**TASK DIRECTIONS**
Could you lay out the stretch from the line containing "Target: <item>black shoulder patch</item>" through the end of the rows below as a numbered list, leaving out any blank lines?

**SUPPLIED DATA**
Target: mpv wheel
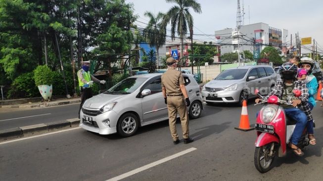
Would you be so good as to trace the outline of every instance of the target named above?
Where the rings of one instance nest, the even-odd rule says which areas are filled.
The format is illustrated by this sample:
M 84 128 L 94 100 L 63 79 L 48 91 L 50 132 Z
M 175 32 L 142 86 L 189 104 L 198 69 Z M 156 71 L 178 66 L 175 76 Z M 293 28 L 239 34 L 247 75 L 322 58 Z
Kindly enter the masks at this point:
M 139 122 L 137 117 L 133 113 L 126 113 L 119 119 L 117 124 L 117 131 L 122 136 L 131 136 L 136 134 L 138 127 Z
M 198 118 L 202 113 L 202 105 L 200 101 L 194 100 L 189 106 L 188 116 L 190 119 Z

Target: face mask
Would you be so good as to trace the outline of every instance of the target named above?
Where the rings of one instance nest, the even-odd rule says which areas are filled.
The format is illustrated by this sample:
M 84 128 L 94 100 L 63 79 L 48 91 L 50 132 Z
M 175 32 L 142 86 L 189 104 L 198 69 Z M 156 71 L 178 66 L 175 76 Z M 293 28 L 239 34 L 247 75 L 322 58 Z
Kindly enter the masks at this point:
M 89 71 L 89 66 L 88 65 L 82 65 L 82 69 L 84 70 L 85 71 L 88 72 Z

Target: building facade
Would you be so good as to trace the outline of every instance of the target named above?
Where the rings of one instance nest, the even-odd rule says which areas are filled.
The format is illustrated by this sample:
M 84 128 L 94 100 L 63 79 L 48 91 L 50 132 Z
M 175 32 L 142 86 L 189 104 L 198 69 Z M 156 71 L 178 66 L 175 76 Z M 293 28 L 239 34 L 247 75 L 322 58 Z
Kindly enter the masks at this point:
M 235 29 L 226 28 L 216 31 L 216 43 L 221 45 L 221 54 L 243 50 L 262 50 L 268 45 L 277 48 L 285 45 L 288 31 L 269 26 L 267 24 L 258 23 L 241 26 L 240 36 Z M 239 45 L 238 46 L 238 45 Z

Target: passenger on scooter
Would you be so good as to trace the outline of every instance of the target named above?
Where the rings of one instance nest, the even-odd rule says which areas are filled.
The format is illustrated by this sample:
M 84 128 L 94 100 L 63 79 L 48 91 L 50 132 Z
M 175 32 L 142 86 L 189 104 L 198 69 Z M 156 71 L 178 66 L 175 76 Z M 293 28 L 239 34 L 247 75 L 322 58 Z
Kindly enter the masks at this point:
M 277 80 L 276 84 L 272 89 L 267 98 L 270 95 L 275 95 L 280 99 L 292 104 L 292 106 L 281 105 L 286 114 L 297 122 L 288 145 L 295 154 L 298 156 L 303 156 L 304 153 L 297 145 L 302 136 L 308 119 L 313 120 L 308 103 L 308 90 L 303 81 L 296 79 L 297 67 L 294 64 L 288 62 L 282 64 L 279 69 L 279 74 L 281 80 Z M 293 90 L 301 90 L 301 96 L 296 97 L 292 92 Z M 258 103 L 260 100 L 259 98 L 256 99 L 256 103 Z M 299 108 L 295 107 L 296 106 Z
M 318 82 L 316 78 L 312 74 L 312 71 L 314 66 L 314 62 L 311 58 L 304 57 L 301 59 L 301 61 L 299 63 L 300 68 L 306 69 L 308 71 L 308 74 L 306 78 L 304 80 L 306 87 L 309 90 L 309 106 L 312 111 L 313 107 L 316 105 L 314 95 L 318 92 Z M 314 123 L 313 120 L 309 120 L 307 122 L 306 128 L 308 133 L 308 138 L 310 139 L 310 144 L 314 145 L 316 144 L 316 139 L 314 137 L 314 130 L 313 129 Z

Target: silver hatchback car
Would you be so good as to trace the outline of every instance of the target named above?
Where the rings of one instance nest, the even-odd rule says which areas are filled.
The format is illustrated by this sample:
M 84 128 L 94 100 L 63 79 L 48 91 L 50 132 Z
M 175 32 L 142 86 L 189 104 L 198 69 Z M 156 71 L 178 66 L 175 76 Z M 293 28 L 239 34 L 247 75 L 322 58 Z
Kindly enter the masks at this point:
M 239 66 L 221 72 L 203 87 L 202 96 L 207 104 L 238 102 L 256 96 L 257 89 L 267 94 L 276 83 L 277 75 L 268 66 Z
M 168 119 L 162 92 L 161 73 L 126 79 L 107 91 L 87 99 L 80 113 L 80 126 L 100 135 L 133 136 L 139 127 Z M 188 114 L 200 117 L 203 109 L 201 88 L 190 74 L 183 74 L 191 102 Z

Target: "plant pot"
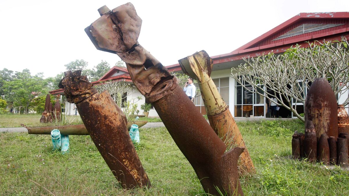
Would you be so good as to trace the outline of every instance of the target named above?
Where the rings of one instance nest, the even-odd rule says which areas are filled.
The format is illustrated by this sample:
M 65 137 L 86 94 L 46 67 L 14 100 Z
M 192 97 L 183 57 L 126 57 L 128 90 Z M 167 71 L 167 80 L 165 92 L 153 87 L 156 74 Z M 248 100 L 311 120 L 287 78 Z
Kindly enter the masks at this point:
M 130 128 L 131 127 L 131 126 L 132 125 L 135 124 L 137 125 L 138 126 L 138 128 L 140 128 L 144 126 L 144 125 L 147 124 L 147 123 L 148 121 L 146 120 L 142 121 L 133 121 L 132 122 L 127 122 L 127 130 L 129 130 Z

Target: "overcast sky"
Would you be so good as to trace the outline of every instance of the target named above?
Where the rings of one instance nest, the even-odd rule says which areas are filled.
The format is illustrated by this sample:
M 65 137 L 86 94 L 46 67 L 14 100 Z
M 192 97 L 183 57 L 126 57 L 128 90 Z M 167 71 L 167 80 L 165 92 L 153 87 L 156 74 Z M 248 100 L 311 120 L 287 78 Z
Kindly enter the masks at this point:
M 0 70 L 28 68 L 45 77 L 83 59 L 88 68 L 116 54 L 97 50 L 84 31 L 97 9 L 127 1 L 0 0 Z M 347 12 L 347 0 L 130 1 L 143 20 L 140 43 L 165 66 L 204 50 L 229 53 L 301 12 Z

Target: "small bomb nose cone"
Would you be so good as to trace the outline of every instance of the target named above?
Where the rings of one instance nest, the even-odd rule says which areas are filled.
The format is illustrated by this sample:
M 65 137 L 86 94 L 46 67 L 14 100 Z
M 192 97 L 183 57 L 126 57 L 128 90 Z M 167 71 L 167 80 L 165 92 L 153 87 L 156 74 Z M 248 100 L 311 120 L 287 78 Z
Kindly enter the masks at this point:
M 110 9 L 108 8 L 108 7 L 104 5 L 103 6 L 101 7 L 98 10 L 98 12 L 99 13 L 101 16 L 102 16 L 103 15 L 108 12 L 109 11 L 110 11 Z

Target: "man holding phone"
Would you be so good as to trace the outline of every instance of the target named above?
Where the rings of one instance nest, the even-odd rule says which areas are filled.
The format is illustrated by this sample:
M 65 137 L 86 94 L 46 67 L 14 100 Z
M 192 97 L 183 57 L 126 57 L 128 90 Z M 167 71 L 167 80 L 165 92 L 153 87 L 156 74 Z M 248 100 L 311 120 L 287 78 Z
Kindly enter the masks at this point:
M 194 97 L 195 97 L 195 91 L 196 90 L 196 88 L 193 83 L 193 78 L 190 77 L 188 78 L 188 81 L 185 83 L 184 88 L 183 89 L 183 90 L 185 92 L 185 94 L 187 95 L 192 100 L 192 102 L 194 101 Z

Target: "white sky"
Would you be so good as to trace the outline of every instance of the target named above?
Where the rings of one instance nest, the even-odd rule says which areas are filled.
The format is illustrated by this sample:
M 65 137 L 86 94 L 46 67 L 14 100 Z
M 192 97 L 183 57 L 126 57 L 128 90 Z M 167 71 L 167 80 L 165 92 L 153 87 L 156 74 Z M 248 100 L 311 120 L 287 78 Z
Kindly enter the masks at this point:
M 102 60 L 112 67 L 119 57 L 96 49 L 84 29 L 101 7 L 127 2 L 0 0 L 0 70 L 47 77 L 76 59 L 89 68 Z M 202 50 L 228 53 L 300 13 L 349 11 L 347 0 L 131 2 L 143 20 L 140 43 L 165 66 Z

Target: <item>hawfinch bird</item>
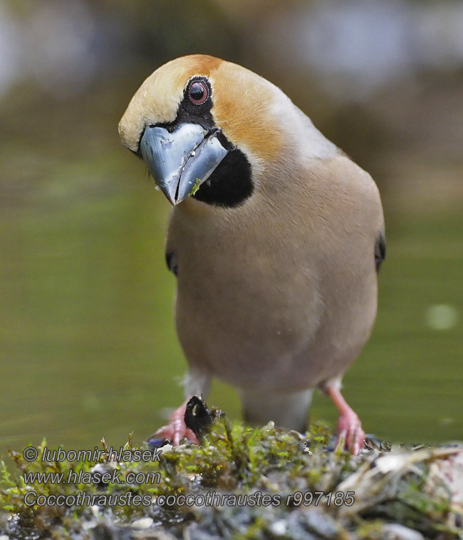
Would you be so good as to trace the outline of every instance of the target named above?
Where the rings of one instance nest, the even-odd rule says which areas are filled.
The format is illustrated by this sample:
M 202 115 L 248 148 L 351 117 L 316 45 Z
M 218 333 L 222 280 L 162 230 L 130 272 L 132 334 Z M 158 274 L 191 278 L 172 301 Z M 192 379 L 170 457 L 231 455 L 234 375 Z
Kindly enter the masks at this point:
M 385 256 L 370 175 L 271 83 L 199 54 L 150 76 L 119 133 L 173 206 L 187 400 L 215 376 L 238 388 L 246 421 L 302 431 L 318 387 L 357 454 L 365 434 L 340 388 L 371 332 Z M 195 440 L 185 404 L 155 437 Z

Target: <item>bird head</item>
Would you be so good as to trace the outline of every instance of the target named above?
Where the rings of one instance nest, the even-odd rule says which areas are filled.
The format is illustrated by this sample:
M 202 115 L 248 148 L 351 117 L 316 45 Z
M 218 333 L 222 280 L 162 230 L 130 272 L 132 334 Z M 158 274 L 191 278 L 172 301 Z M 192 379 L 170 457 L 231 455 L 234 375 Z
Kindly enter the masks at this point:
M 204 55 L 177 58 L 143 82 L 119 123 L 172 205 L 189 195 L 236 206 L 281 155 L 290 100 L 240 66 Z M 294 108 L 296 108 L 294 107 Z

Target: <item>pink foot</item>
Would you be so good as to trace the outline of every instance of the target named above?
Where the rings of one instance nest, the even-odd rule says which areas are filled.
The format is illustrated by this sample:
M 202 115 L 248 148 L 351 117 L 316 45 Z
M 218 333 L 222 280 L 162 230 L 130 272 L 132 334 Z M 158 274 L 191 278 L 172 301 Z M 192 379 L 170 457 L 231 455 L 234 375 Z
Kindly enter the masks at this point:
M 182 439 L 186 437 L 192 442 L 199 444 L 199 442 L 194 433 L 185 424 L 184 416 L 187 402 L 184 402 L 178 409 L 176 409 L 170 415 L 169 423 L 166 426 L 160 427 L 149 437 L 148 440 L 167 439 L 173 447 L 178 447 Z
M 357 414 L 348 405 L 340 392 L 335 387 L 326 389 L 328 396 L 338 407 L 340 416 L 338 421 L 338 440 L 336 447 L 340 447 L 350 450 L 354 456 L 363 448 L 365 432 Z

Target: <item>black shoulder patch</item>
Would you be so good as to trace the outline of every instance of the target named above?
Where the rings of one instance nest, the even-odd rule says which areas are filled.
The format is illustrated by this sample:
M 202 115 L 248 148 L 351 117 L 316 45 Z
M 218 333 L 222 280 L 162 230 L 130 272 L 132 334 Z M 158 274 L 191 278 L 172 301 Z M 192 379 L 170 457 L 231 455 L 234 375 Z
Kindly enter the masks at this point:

**FINAL ANSWER**
1. Target: <item>black shoulder patch</item>
2. Would you be so good as to trace the outline of every instance of the target named above?
3. Where the rings of one instance nest, the even-odd rule says which areas are filled.
4. The format is illustrated by this sample:
5. M 202 115 L 248 148 L 351 117 L 316 45 Z
6. M 218 333 L 222 280 L 162 230 L 130 272 L 132 334 Z M 158 274 L 191 278 L 172 301 Z M 192 379 L 170 457 L 231 455 L 234 375 Z
7. Kindly enter the masks at this point:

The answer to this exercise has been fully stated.